Task details:
Transcribe verbatim every line from the line containing "The component shall locate the girl" to the end of the entries, including both endpoints. Output nothing beyond those lines.

__________________________________________________

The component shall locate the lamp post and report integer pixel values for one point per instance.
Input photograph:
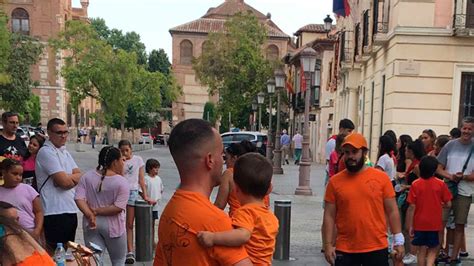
(279, 84)
(327, 25)
(254, 109)
(308, 63)
(271, 91)
(260, 100)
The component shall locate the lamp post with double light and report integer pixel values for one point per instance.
(308, 63)
(254, 110)
(271, 91)
(279, 85)
(260, 101)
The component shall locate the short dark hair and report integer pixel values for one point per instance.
(455, 133)
(150, 164)
(7, 115)
(189, 135)
(55, 121)
(124, 142)
(428, 166)
(346, 123)
(253, 174)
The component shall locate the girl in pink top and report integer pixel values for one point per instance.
(102, 196)
(22, 196)
(29, 161)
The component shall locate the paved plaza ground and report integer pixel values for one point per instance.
(306, 215)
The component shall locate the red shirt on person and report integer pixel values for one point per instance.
(428, 195)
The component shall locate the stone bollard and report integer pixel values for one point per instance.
(283, 213)
(143, 232)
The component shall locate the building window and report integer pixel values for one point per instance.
(20, 21)
(272, 52)
(356, 41)
(186, 52)
(365, 40)
(466, 106)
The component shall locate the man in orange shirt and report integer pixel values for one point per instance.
(358, 200)
(255, 226)
(196, 148)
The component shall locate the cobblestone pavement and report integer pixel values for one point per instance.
(306, 213)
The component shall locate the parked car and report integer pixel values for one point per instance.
(146, 138)
(257, 138)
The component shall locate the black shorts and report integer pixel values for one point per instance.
(373, 258)
(426, 238)
(60, 228)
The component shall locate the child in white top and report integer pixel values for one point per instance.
(154, 187)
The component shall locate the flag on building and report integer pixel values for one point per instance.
(341, 8)
(289, 81)
(302, 79)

__________________________________________________

Solution for this task:
The component shall locate the girl in pink top and report integer pixel values for one point per instance.
(102, 196)
(22, 196)
(29, 161)
The component shall locate the paved plaza ground and report integer pixel values for one point per instance.
(306, 215)
The component shall locate the red shirt on person and report integer pixel values for one point per instance.
(428, 195)
The component shall locate the stone bollard and report integer pixel values for one point per instance.
(283, 213)
(143, 232)
The component shall locate the building window and report integer pixel values for one point per instance.
(20, 21)
(272, 52)
(356, 41)
(186, 52)
(365, 40)
(466, 106)
The component shall locate the man in orange shirt and report integer pixel values for one point per instance.
(358, 200)
(255, 226)
(196, 148)
The component shall locate the cobblestone pavement and report integer pixel values for one point per instance.
(306, 213)
The component shall locate the parked car and report integer pixel values for one point per instance.
(146, 138)
(257, 138)
The component shall locate the black shorts and report integer pixel values for one point per instance.
(373, 258)
(426, 238)
(60, 228)
The component shall locate the child in white top and report integer pixel values for one point per instance.
(154, 187)
The component shall locate the flag on building and report integer pixel values for one point per instance.
(341, 8)
(289, 81)
(302, 79)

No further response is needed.